Excerpt provided:
+++++
Concrete, Carbon, Slag and Glass
Science fiction often portrays space stations and colonies as being made of bright, shiny metal (usually titanium). However, metal is a dreadful material. It's hideously conductive, being usually too hot or too cold, it attracts condensation, it's slippery and acoustically useless. Even worse, when ionised particles (such as the solar wind) hit metal, the metal emits secondary particle showers that add to the radiation dose. It's also not nearly strong enough to build very large structures. Happily, new materials have been discovered over the last decade that may help engineers to build greater structures than any yet seen.
New crystalline versions of carbon are incredibly strong, and would make a very effective skeleton to support the loads and strains of the colony. Also, readily available silicates, combined with the advantages of microgravity construction, would enable large amounts of high-purity glass to be made to the correct sizes. Even the rough slag left over from refinery processes could be used for radiation shielding. However, one of the most interesting advances is in good old concrete.
Concrete made from Lunar soil is much stronger than that made from terrestrial materials (the fine grained, very pure, sterile makeup of lunar soil is the reason for this). This kind of material should also be common on many asteroids, and would be a very useful resource. Building over a carbon crystal skeleton with reinforced lunar concrete would create a thermally stable, acoustically perfect environment that is also much more homely than bare metal and provides better radiation protection. Such a structure could last for literally thousands of years, whereas a metallic one couldn't hope to last beyond a century or so. A space colony will need to plan on these kinds of timescales, since their futures will be measured in generations rather than missions.
+++++
Data excerpt:
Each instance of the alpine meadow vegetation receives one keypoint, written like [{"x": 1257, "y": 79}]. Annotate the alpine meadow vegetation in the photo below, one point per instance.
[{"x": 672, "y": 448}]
+++++
Given problem 1: Rewrite the passage on space colony building materials between "Concrete made from" and "rather than missions.", inclusive, putting "comets" in place of "asteroids".
Given problem 2: Carry on the passage about building materials for space colonies from the point where it stops.
The material above is not needed for this work.

Exercise result 1:
Concrete made from Lunar soil is much stronger than that made from terrestrial materials (the fine grained, very pure, sterile makeup of lunar soil is the reason for this). This kind of material should also be common on many comets, and would be a very useful resource. Building over a carbon crystal skeleton with reinforced lunar concrete would create a thermally stable, acoustically perfect environment that is also much more homely than bare metal and provides better radiation protection. Such a structure could last for literally thousands of years, whereas a metallic one couldn't hope to last beyond a century or so. A space colony will need to plan on these kinds of timescales, since their futures will be measured in generations rather than missions.

Exercise result 2:
The environmental integrity of a colony is of paramount importance in the long-term viability of a colony. Water and oxygen reclamation have been pioneered by Russian missions, using simple technologies to achieve remarkable efficiency. The descendants of these techniques will be needed to keep the colony stable throughout its existence, and simpler techniques will be preferable. Also, a healthy biosphere will be necessary for the psychological health of its inhabitants. A lack of "natural" scenery has been linked to various phsychological disorders in heavily built-up areas (basically, we're programmed to recognise a certain range of environmental stimuli. Without them, we're subconsciously aware of "something wrong", without any conscious knowledge of what that might be). Also, many colonies are likely to be dedicated as ecological preserves, where populations of wild species can flourish, as well as agricultural colonies. The "Biodome" experiments of the last several years have shown that a closed environment is less stable when it is small. As a result, it's likely that only the larger colonies would have true "wild" environments, the smaller colonies making do with parks and orchards. One advantage of an artificial colony is that industrial and other "heavy duty" structures can be kept beneath ground level, with residences and open spaces dominating the greater part of the visible structure, making for a very pleasant environment in which to live.
The shape of a colony is dependant on several factors. Firstly, the structure must be strong, in order to maintain the structural integrity of the colony. Whether rotating or otherwise, the stresses produced by gravity generation will require strong shapes, as well as strong materials.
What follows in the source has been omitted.